SUPPLIED ENTRIES
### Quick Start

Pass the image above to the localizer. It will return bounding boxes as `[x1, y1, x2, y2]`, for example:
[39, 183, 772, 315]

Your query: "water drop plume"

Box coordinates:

HOW TO COMPLETE THIS TASK
The entries above must be copied verbatim. Leave none out.

WORKED SOLUTION
### Quick Start

Pass the image above to the localizer. It will return bounding boxes as `[x1, y1, x2, y2]`, for example:
[39, 183, 772, 315]

Your query: "water drop plume"

Box coordinates:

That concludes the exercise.